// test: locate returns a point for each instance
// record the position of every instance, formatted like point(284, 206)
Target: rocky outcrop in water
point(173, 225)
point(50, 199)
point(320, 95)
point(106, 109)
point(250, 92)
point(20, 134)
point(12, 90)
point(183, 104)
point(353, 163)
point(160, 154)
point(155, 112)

# # # # # # #

◆ **Task statement**
Copy the lines from the entries above in which the word "instance" appears.

◆ **Exercise output**
// test: locate returns a point for each instance
// record the position of every instance, formatted like point(284, 206)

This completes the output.